ESTRATTO DEL DOCUMENTO
_ _ _ _ _ _ _

Nonostante l’infelicità, il senatore è riuscito a ricoprire ruoli sempre più importanti. Nel 2017 ha persino ricevuto, dalle mani del Presidente Obama, la medaglia presidenziale della libertà. Il più alto riconoscimento civile per un uomo che da giovane, a differenza dei suoi pari-età, non ha servito il Paese durante la guerra del Vietnam per una sospetta asma – la stessa che non gli ha impedito di scendere in campo per la squadra di football della Delaware Blue Hens University.

Le sue politiche e il record da battere. Sfavorevole alla prima guerra del Golfo, contrario nel 2001 ai bombardamenti americani contro Al-Qaeda e i talebani in Afghanistan e titubante sul raid che portò all’uccisione di Osama Bin Laden, ha sempre preferito agire più su suolo americano che su quello straniero.

_ _ _ _ _ _ _

ESERCIZIO PROPOSTO A
Conta le righe dei record che contengono la parola "decorative" e scrivi soltanto il numero.

RECORD MOSTRATI
_ _ _ _ _ _ _

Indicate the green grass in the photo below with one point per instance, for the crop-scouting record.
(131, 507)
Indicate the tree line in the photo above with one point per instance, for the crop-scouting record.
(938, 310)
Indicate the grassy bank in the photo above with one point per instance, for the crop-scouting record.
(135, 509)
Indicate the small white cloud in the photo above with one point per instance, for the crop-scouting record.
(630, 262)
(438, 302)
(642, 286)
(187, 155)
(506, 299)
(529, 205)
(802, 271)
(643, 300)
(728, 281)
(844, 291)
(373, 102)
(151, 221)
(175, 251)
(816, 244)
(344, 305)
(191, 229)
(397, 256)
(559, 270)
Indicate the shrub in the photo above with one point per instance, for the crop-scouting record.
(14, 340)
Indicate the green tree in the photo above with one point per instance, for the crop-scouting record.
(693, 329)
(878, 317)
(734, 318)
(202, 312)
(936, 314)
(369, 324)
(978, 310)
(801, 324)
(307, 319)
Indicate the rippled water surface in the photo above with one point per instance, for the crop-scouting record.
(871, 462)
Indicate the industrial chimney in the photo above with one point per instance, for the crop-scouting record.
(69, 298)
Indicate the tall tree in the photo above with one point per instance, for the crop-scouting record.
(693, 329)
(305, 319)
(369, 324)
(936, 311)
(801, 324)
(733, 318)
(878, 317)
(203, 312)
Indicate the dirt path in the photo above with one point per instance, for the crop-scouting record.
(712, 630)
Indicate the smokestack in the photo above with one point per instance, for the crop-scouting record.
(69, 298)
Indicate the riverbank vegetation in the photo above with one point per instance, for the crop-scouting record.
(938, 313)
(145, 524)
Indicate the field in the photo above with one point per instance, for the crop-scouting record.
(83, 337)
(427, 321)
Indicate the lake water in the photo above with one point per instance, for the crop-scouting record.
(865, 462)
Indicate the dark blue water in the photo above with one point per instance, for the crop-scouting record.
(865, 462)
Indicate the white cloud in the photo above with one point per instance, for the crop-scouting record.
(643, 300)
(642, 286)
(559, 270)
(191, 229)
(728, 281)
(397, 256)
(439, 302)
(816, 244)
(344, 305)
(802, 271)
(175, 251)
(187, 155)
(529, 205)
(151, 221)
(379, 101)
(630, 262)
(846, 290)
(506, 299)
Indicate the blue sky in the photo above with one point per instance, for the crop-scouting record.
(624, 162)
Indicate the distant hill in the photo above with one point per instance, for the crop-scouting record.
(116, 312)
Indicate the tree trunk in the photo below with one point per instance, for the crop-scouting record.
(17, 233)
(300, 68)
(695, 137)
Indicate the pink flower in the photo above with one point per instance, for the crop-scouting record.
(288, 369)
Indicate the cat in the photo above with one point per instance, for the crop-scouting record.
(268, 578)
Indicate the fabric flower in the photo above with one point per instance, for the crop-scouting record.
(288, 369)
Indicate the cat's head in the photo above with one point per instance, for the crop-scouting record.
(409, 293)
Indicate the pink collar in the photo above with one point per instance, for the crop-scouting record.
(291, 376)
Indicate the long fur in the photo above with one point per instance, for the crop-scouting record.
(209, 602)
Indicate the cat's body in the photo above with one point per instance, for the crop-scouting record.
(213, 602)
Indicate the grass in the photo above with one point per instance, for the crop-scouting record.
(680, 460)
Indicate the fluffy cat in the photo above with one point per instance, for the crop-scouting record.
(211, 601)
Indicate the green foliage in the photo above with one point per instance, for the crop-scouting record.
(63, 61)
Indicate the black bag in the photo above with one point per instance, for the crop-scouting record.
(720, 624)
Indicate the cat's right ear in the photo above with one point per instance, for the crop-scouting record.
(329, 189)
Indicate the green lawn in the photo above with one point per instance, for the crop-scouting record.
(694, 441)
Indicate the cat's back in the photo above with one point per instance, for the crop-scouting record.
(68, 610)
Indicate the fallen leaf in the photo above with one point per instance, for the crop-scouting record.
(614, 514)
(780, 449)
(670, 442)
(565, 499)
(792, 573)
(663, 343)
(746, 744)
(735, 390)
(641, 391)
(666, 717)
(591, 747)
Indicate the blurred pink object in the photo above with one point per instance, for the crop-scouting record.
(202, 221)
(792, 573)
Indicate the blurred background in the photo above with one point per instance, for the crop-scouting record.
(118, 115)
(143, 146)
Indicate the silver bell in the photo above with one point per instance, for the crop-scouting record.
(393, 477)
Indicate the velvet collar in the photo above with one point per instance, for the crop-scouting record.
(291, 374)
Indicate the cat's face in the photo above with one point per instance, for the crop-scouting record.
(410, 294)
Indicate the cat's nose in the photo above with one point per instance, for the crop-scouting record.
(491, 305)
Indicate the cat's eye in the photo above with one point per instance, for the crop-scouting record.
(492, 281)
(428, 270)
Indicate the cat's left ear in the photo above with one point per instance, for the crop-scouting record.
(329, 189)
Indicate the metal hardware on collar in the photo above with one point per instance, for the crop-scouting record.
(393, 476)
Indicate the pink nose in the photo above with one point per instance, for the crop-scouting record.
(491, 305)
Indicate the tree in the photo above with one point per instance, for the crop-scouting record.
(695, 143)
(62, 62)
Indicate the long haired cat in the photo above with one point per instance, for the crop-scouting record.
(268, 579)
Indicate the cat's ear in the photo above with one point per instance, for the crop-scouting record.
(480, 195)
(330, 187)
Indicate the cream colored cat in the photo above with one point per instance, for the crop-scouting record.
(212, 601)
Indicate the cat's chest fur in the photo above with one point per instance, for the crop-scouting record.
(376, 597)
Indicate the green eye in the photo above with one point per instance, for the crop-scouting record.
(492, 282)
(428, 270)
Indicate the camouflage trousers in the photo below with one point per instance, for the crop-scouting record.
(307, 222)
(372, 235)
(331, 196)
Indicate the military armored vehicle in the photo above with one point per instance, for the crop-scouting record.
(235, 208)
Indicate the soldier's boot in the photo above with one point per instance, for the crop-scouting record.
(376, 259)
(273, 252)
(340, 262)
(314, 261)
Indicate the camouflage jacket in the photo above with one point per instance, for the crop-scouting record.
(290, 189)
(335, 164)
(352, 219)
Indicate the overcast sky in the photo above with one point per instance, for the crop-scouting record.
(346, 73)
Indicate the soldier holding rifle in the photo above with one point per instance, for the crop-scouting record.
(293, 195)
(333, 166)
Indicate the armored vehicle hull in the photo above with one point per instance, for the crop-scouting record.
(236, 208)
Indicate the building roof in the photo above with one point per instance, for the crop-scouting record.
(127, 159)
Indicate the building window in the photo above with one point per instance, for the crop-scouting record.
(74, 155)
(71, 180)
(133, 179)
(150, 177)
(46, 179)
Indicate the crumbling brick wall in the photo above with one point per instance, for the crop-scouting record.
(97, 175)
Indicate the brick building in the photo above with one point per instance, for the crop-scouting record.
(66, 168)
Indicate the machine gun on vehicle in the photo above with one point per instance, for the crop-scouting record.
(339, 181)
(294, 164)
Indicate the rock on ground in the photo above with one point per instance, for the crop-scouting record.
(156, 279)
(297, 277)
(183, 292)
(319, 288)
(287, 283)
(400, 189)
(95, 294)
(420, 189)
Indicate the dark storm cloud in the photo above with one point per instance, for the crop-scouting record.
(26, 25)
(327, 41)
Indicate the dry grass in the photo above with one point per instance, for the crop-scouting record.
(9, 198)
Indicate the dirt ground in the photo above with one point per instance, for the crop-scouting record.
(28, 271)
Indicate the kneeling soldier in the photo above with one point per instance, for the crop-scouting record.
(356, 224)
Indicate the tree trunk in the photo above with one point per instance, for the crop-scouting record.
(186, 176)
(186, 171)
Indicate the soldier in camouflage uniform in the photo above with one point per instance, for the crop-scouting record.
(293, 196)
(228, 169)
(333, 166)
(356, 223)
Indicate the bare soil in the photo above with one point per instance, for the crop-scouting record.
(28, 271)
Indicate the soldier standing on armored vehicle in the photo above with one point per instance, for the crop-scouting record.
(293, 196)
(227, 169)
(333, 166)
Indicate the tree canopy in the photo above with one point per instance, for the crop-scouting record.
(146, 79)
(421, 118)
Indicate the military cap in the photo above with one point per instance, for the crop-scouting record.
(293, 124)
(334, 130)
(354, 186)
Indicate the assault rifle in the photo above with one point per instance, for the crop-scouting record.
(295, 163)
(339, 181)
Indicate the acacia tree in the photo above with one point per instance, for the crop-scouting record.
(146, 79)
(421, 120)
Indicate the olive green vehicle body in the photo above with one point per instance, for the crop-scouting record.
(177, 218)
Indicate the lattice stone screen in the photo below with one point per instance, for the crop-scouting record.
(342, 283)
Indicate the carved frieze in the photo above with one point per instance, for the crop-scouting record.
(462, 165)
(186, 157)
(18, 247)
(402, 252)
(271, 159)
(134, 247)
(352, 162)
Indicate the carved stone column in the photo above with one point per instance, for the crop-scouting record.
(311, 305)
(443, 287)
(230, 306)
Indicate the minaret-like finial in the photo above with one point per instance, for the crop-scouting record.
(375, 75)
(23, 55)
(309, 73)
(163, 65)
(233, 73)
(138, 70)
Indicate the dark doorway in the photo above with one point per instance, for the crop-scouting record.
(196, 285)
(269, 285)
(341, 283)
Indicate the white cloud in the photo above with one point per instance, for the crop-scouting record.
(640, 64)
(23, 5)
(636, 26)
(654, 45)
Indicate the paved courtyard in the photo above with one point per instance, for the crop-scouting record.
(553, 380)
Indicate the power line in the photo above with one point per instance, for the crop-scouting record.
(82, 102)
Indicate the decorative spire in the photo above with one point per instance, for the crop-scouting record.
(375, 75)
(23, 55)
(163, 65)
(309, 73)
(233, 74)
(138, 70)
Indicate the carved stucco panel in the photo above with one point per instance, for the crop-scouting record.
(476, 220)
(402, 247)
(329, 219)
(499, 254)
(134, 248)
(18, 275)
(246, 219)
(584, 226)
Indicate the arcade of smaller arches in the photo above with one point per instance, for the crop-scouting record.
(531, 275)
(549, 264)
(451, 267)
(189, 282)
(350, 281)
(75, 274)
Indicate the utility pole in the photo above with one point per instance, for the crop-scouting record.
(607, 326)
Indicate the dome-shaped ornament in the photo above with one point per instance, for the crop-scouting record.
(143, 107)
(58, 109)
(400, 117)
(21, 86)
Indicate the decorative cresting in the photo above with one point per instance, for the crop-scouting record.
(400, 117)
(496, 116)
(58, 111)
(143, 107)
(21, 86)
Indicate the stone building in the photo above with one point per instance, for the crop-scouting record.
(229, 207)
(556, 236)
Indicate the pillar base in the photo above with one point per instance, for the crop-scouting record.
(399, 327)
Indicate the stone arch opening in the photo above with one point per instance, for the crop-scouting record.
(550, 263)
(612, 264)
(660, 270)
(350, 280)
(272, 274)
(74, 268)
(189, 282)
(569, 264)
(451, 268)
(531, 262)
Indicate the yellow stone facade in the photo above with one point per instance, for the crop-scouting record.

_ _ _ _ _ _ _

ESERCIZIO PROPOSTO B
Prosegui il testo sul senatore partendo dopo l'ultima frase riportata.

RISPOSTA ALL'ESERCIZIO A
2

RISPOSTA ALL'ESERCIZIO B
Nel 1984 è stato infatti co-sponsor del Crime Control Act – provvedimento del Congresso che aboliva la libertà condizionale, ristabiliva la pena di morte, estendeva la confisca dei beni civili e aumentava le pene federali per la coltivazione, il possesso o il trasferimento di marijuana – e se venisse eletto brucerebbe uno dei record di colui che proprio questa legge aveva controfirmato, Ronald Reagan.

Concluderebbe infatti il suo primo mandato a 82 anni, diventando così l’inquilino della Casa Bianca più anziano di sempre. 

La candidatura in bilico. La sua candidatura rimane ancora incerta ma Joe si è già sbilanciato. Una frase sibillina, pronunciata durante un incontro con gli elettori a Dover lo scorso 17 marzo e puntualmente ripresa dai giornalisti statunitensi, lo portano sulla via della candidatura. «I miei risultati sono i più progressisti di chiunque sia in corsa per gli Stati Uniti».

Dichiarazione che ha entusiasmato il pubblico che ha risposto prontamente con un applauso e scandendo lo slogan «Run, Joe run» («Corri, Joe corri»). Non è bastata la pronta correzione del senatore democratico che ha tentato di frenare ogni entusiasmo correggendo il tiro: «Non intendevo quello. Volevo solo dire: di chiunque volesse correre».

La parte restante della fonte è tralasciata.